══ Texto apresentado
Disposto a tentar uma reaproximação com o agronegócio, o presidente Luiz Inácio Lula da Silva pretende lançar um pacote de medidas para o setor. Lula deseja abrir mercados, elevar preço mínimo e ampliar seguro agrícola como forma de reduzir arestas com o campo, considerado um dos ramos econômicos menos alinhados ao governo. A ideia é conciliar o incremento das políticas públicas com a realização de eventos privados, convidando lideranças ruralistas para jantares e churrascos no Palácio da Alvorada e na Granja do Torto.
As primeiras propostas foram discutidas nesta quinta-feira (14), em reunião de Lula com os ministros Fernando Haddad (Fazenda), Rui Costa (Casa Civil), Carlos Fávaro (Agricultura), Paulo Teixeira (Desenvolvimento Agrário) e o presidente da Companhia Nacional de Abastecimento (Conab), Edegar Pretto. O objetivo é anunciar em breve tudo que não precise passar por aprovação do Congresso.
Lula entende que a convicção ideológica de alguns produtores rurais, majoritariamente aliados ao ex-presidente Jair Bolsonaro, superou interesses econômicos da categoria. A partir desse diagnóstico, quer demonstrar que seu governo tem iniciativas mais robustas que o antecessor, a despeito das desconfianças mútuas.
O primeiro aceno do petista virá com visitas ao Centro-Oeste, região que representa a força motriz do agronegócio e maior enclave do bolsonarismo rural no país. Nas próximas semanas, Lula irá ao Mato Grosso, Mato Grosso do Sul, Tocantins e a Goiás. Nesta semana, Lula inaugurou uma fábrica de fertilizantes em Minas Gerais e, nesta sexta-feira (15), cumpre agenda no Rio Grande do Sul, dois Estados com forte participação da produção primária na economia.
Para amplificar o diálogo com o campo, Lula acionou o ministro da Agricultura, Carlos Fávaro. Senador licenciado e expoente da bancada ruralista, Fávaro é ex-presidente da Associação dos Produtores de Soja e Milho do Estado de Mato Grosso.
════
══ Dados coletados
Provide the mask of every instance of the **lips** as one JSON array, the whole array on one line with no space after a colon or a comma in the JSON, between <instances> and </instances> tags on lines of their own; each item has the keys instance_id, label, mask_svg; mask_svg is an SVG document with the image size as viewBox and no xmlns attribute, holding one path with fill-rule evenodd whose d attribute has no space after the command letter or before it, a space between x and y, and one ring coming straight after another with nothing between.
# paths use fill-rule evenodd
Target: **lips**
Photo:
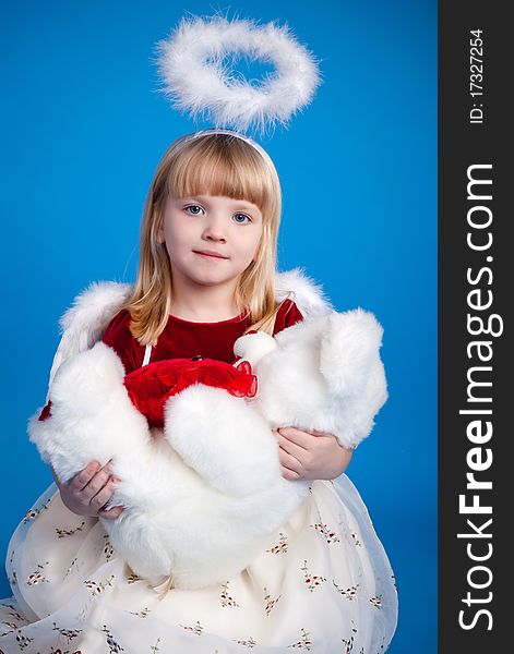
════
Tarefas a realizar
(a) Troque "fábrica de fertilizantes" por "usina de fertilizantes" no trecho do texto sobre Lula e o agronegócio entre "O primeiro aceno" e "de Mato Grosso.", inclusive, e escreva o trecho já alterado.
(b) Transforme em uma lista breve o parágrafo do texto sobre Lula e o agronegócio que começa com "As primeiras propostas foram discutidas", mantendo os fatos principais.

Respostas corretas
(a)
O primeiro aceno do petista virá com visitas ao Centro-Oeste, região que representa a força motriz do agronegócio e maior enclave do bolsonarismo rural no país. Nas próximas semanas, Lula irá ao Mato Grosso, Mato Grosso do Sul, Tocantins e a Goiás. Nesta semana, Lula inaugurou uma usina de fertilizantes em Minas Gerais e, nesta sexta-feira (15), cumpre agenda no Rio Grande do Sul, dois Estados com forte participação da produção primária na economia.
Para amplificar o diálogo com o campo, Lula acionou o ministro da Agricultura, Carlos Fávaro. Senador licenciado e expoente da bancada ruralista, Fávaro é ex-presidente da Associação dos Produtores de Soja e Milho do Estado de Mato Grosso.

(b)
- As primeiras propostas foram discutidas na quinta-feira (14), em reunião de Lula com ministros e com o presidente da Conab.
- Participantes: Fernando Haddad (Fazenda), Rui Costa (Casa Civil), Carlos Fávaro (Agricultura), Paulo Teixeira (Desenvolvimento Agrário) e Edegar Pretto (presidente da Conab).
- Objetivo: anunciar em breve tudo o que não precise de aprovação do Congresso.